▸ WORK INSTRUCTION
Here are some entries. Print them exactly as they are.

Items listed in a dataset:

- Opening Delimiter -

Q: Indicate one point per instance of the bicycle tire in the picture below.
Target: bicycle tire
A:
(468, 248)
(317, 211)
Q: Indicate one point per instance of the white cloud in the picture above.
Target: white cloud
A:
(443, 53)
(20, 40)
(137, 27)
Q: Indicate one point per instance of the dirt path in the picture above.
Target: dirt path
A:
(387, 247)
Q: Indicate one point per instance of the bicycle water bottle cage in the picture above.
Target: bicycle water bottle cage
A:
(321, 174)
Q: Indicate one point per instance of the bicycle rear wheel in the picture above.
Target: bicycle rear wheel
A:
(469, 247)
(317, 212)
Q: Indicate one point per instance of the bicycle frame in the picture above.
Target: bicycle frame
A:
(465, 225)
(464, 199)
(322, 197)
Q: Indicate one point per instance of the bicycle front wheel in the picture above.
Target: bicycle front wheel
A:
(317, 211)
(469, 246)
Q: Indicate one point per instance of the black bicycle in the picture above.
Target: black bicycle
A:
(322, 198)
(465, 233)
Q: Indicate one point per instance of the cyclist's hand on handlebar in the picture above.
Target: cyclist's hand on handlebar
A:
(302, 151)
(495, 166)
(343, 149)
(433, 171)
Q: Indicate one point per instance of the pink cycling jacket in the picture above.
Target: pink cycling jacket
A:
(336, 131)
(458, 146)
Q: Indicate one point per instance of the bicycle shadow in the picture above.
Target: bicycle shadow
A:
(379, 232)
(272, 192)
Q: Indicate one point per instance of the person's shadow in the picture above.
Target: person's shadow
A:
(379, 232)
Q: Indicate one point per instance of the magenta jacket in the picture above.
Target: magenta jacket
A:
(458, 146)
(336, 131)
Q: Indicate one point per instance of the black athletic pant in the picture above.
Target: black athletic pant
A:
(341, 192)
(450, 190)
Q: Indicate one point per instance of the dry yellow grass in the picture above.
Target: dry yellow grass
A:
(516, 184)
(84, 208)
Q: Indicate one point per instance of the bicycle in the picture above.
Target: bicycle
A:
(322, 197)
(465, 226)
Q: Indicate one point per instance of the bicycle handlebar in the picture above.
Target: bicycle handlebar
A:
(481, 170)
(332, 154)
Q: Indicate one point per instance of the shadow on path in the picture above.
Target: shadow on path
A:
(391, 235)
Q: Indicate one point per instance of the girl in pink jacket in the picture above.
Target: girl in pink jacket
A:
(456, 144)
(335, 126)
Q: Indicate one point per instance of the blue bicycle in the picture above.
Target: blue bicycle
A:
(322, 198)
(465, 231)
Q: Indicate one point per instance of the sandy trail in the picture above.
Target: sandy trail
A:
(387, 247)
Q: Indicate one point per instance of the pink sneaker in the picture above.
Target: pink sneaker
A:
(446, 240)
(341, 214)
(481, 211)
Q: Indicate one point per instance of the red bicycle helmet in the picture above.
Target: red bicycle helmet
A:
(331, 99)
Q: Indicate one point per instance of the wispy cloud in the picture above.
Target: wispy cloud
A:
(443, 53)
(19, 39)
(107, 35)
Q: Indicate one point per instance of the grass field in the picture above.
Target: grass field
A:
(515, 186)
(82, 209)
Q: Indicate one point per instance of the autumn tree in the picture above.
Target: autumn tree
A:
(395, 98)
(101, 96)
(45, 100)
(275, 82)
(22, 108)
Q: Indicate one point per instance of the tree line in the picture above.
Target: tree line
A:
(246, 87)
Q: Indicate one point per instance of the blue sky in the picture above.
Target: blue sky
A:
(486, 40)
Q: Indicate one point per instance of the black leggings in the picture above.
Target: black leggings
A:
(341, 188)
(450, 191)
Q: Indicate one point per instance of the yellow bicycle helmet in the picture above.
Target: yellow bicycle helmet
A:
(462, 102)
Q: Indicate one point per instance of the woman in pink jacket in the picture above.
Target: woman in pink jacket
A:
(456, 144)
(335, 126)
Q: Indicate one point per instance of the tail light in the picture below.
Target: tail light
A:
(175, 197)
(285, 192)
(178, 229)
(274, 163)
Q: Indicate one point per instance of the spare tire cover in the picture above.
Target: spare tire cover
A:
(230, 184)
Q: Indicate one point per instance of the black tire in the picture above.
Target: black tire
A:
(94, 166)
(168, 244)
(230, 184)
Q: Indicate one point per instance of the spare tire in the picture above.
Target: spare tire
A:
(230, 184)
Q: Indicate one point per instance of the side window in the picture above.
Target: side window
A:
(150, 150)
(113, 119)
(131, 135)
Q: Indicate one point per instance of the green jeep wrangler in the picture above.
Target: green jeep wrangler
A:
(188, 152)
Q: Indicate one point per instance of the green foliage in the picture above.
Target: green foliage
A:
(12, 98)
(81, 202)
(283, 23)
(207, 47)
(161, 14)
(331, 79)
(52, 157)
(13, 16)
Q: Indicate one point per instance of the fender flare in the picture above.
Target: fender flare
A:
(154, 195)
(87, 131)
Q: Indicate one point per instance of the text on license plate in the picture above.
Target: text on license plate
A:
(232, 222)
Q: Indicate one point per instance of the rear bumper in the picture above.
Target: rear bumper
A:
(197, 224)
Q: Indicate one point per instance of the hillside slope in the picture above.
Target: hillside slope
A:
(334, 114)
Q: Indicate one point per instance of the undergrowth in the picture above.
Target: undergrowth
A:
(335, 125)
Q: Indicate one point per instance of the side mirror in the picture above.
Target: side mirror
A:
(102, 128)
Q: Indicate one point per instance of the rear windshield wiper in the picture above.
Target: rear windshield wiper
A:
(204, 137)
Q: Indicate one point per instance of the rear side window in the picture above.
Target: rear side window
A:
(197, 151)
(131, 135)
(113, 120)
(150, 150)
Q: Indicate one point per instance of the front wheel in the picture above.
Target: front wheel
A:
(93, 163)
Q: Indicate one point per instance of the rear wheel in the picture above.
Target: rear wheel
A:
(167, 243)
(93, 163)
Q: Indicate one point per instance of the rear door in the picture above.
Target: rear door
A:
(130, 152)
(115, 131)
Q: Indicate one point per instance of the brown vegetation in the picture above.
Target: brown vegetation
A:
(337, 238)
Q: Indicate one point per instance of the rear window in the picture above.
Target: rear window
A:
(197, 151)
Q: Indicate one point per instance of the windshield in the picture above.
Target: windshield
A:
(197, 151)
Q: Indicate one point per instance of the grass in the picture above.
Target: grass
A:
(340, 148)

- Closing Delimiter -

▸ ANSWER BOX
Q: Indicate one point per instance of the bicycle tire in the picture below.
Target: bicycle tire
A:
(468, 248)
(317, 211)
Q: Indicate one point per instance of the white cloud in the picture above.
Target: white cloud
A:
(443, 53)
(20, 40)
(137, 27)
Q: Indicate one point per instance of the dirt path in the picture above.
Target: dirt path
A:
(387, 247)
Q: Indicate one point per instance of the bicycle water bottle cage in the picture above.
Target: bicycle water bottle cage
A:
(321, 174)
Q: Indicate one point per instance of the bicycle rear wheel in the picture above.
Target: bicycle rear wheel
A:
(469, 247)
(317, 212)
Q: Indicate one point per instance of the bicycle frame in the picture above.
Target: bicycle frame
A:
(465, 225)
(464, 199)
(322, 197)
Q: Indicate one point per instance of the bicycle front wheel in the picture above.
Target: bicycle front wheel
A:
(317, 211)
(469, 246)
Q: Indicate one point per instance of the black bicycle in the picture above.
Target: black bicycle
A:
(322, 198)
(465, 233)
Q: Indicate one point per instance of the cyclist's hand on handlebar in the picture above.
Target: cyclist's hand on handlebar
A:
(302, 151)
(495, 166)
(343, 149)
(433, 171)
Q: Indicate one point per instance of the pink cycling jacket in the picture above.
Target: pink cycling jacket
A:
(336, 131)
(458, 146)
Q: Indicate one point per instance of the bicycle shadow in the picture above.
Target: bicycle shadow
A:
(379, 232)
(272, 192)
Q: Indicate one point per instance of the person's shadow in the picture above.
Target: person's shadow
A:
(379, 232)
Q: Indicate one point per instance of the magenta jacket in the picture above.
Target: magenta jacket
A:
(458, 146)
(336, 131)
Q: Indicate one point per instance of the black athletic pant in the picture above.
Target: black athletic pant
A:
(341, 192)
(450, 190)
Q: Indicate one point per instance of the dry yellow grass in the picture above.
Target: dry yellow grass
A:
(516, 184)
(84, 208)
Q: Indicate one point per instance of the bicycle in the picture above.
Target: bicycle
A:
(322, 197)
(465, 226)
Q: Indicate one point per instance of the bicycle handlebar in the picture above.
Target: bicycle handlebar
A:
(481, 170)
(332, 154)
Q: Indicate one point per instance of the shadow on path in the picture above.
Target: shadow on path
A:
(391, 235)
Q: Indicate one point per instance of the girl in pink jacket in the picture above.
Target: girl in pink jacket
A:
(456, 144)
(335, 126)
Q: Indicate one point per instance of the blue bicycle in the picture above.
Target: blue bicycle
A:
(322, 198)
(465, 231)
Q: Indicate one point per instance of the sandy trail in the picture above.
Target: sandy trail
A:
(387, 247)
Q: Indicate one point per instance of the pink sneaker in the picture above.
Target: pink sneaker
A:
(446, 240)
(341, 214)
(481, 211)
Q: Indicate one point per instance of the red bicycle helmet in the picture above.
Target: red bicycle helmet
A:
(331, 99)
Q: Indicate one point per instance of the wispy cloud in the picture above.
Target: wispy cloud
A:
(443, 53)
(19, 39)
(107, 35)
Q: Indicate one point per instance of the grass field in the picture above.
Target: grass field
A:
(515, 186)
(82, 209)
Q: Indicate one point per instance of the autumn tree in the picture above.
Target: autumn tree
A:
(395, 98)
(101, 96)
(45, 100)
(275, 82)
(22, 108)
Q: Indicate one point per instance of the tree line in the picture above.
Target: tree line
A:
(246, 87)
Q: Indicate one point per instance of the blue sky in the picture above.
Target: blue sky
A:
(486, 40)
Q: Indicate one point per instance of the black leggings in the picture above.
Target: black leggings
A:
(341, 188)
(450, 191)
Q: Indicate one point per instance of the yellow bicycle helmet in the picture above.
Target: yellow bicycle helmet
A:
(462, 102)
Q: Indicate one point per instance of the woman in pink jacket in the picture above.
Target: woman in pink jacket
A:
(456, 144)
(335, 126)
Q: Indicate one point per instance of the tail light in the picture below.
Target: tail light
A:
(175, 197)
(285, 192)
(178, 229)
(274, 163)
Q: Indicate one point per instance of the spare tire cover in the picture above.
Target: spare tire cover
A:
(230, 184)
Q: Indicate one point per instance of the black tire in the picture above.
Target: black tire
A:
(94, 166)
(168, 244)
(230, 184)
Q: Indicate one point per instance of the spare tire in the picture above.
Target: spare tire
A:
(230, 184)
Q: Indicate one point per instance of the side window in the picture above.
Target: side window
A:
(150, 150)
(113, 119)
(131, 135)
Q: Indicate one point per instance of the green jeep wrangler in the picture above.
Target: green jeep wrangler
A:
(188, 152)
Q: Indicate one point per instance of the green foliage in the picture above.
Target: green foliage
A:
(12, 98)
(81, 202)
(283, 23)
(207, 47)
(161, 14)
(331, 79)
(52, 157)
(13, 16)
Q: Indicate one point per instance of the fender flare in the picture above.
Target: fender flare
A:
(154, 195)
(87, 131)
Q: Indicate one point per instance of the text on license plate in the picture above.
Target: text on license plate
A:
(232, 222)
Q: Indicate one point per instance of the rear bumper in the picture above.
Target: rear bumper
A:
(197, 224)
Q: Indicate one point per instance of the hillside slope in the picture above.
Target: hillside slope
A:
(334, 114)
Q: Indicate one point per instance of the undergrowth in the picture above.
Target: undergrowth
A:
(335, 125)
Q: Indicate one point per instance of the side mirror in the picture above.
Target: side mirror
A:
(102, 128)
Q: Indicate one point per instance of the rear windshield wiper in the picture above.
Target: rear windshield wiper
A:
(204, 137)
Q: Indicate one point per instance of the rear side window in the picture above.
Target: rear side window
A:
(197, 151)
(131, 135)
(113, 120)
(150, 150)
Q: Indicate one point per instance of the front wheel in the picture above.
Target: front wheel
A:
(93, 163)
Q: Indicate one point per instance of the rear wheel in the picture above.
Target: rear wheel
A:
(167, 243)
(93, 163)
Q: Indicate one point per instance of the rear door in the picture above.
Target: rear door
A:
(130, 152)
(115, 131)
Q: Indicate one point per instance of the brown vegetation in the picture above.
Target: brown vegetation
A:
(337, 238)
Q: Indicate one point per instance of the rear window in the picture above.
Target: rear window
A:
(197, 151)
Q: Indicate one point per instance of the windshield in the picture above.
Target: windshield
A:
(197, 151)
Q: Indicate one point per instance of the grass in the picture above.
Target: grass
A:
(340, 148)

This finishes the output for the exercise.